====== SUPPLIED RECORDS

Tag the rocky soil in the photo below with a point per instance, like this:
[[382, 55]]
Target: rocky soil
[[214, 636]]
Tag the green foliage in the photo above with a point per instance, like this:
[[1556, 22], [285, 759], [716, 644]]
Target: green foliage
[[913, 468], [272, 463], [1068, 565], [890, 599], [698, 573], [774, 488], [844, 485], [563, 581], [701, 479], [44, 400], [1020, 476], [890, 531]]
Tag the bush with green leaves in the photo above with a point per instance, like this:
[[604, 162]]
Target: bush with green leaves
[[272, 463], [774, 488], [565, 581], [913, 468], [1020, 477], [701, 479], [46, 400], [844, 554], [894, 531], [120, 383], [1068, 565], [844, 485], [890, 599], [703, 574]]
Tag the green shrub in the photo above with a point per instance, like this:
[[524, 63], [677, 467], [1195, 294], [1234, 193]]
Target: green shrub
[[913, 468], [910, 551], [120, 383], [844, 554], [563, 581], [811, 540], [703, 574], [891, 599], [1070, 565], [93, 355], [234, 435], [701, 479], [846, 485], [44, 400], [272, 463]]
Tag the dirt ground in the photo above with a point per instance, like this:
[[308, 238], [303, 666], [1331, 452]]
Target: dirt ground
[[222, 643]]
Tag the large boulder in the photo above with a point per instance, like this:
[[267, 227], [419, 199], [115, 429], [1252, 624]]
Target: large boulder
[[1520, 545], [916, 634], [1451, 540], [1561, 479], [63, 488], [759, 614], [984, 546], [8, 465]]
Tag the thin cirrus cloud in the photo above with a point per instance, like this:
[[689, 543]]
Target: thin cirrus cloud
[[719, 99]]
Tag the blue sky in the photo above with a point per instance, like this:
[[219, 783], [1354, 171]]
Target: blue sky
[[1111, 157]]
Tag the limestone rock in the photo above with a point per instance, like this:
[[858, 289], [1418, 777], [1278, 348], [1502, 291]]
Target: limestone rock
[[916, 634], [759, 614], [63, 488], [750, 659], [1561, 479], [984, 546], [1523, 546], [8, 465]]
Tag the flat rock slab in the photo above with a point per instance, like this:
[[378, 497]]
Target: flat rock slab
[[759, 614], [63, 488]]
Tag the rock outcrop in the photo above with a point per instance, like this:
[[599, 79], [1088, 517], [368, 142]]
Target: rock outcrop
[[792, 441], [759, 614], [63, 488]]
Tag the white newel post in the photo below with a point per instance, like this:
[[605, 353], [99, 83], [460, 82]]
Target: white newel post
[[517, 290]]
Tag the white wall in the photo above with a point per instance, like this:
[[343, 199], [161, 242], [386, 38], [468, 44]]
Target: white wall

============

INSTRUCTIONS FOR THE TASK
Return the entries in full, keeping every line exactly as it is.

RESPONSE TO THIS TASK
Tag the rocky soil in the photo below with a point per instance, like this:
[[382, 55]]
Target: rocky soil
[[214, 636]]
Tag the green foliage in the photo above with a point per instance, like this:
[[1556, 22], [285, 759], [716, 644]]
Target: green foliage
[[913, 468], [272, 463], [1068, 565], [890, 599], [698, 573], [774, 488], [844, 485], [563, 581], [701, 479], [44, 400], [1020, 476], [890, 531]]
Tag the bush with green leaves in the photo above with a point per instance, like this:
[[604, 162]]
Target: bush with green leaves
[[272, 463], [774, 488], [565, 581], [913, 468], [1020, 477], [701, 479], [46, 400], [844, 554], [894, 531], [120, 383], [1068, 565], [844, 485], [890, 599], [703, 574]]
Tag the green shrub in the photo above with a point per instance, like this:
[[524, 63], [677, 467], [1195, 294], [1234, 193]]
Target: green shrub
[[913, 468], [910, 551], [120, 383], [844, 554], [563, 581], [811, 540], [703, 574], [891, 599], [1070, 565], [93, 355], [234, 435], [701, 479], [846, 485], [44, 400], [272, 463]]
Tag the dirt ground in the photo above with a point per instance, like this:
[[308, 238], [303, 666], [1331, 452]]
Target: dirt ground
[[222, 643]]
Tag the large boulder in the photo above with a point per instance, like this:
[[267, 227], [419, 199], [115, 429], [1252, 624]]
Target: large boulder
[[1520, 545], [916, 634], [1451, 540], [1561, 479], [63, 488], [759, 614], [984, 546], [8, 465]]
Tag the thin cirrus cloud in the photo above with a point per instance, like this:
[[689, 543]]
Target: thin cirrus cloud
[[719, 99]]
Tag the blue sky in the photo above with a point per instance, like this:
[[219, 783], [1354, 171]]
Target: blue sky
[[1111, 157]]
Tag the limestone rock in the photo above with a point per instance, like this:
[[858, 289], [1418, 777], [1278, 348], [1502, 291]]
Target: limestone rock
[[916, 634], [759, 614], [63, 488], [750, 659], [1561, 479], [984, 546], [1523, 546], [8, 465]]
Tag the flat rock slab in the photo above with a point per instance, like this:
[[378, 497]]
Target: flat rock slab
[[759, 614], [63, 488]]
Tag the rock outcrop in the photo above with a point per instance, like this:
[[599, 79], [1088, 517], [368, 142]]
Target: rock outcrop
[[792, 441], [759, 614], [63, 488]]
Tag the white newel post in the photo below with a point per instance, like this:
[[605, 353], [99, 83], [460, 82]]
Target: white newel post
[[517, 290]]
Tag the white wall in the photo above with a point per instance, like this:
[[343, 199], [161, 242], [386, 38], [468, 44]]
Target: white wall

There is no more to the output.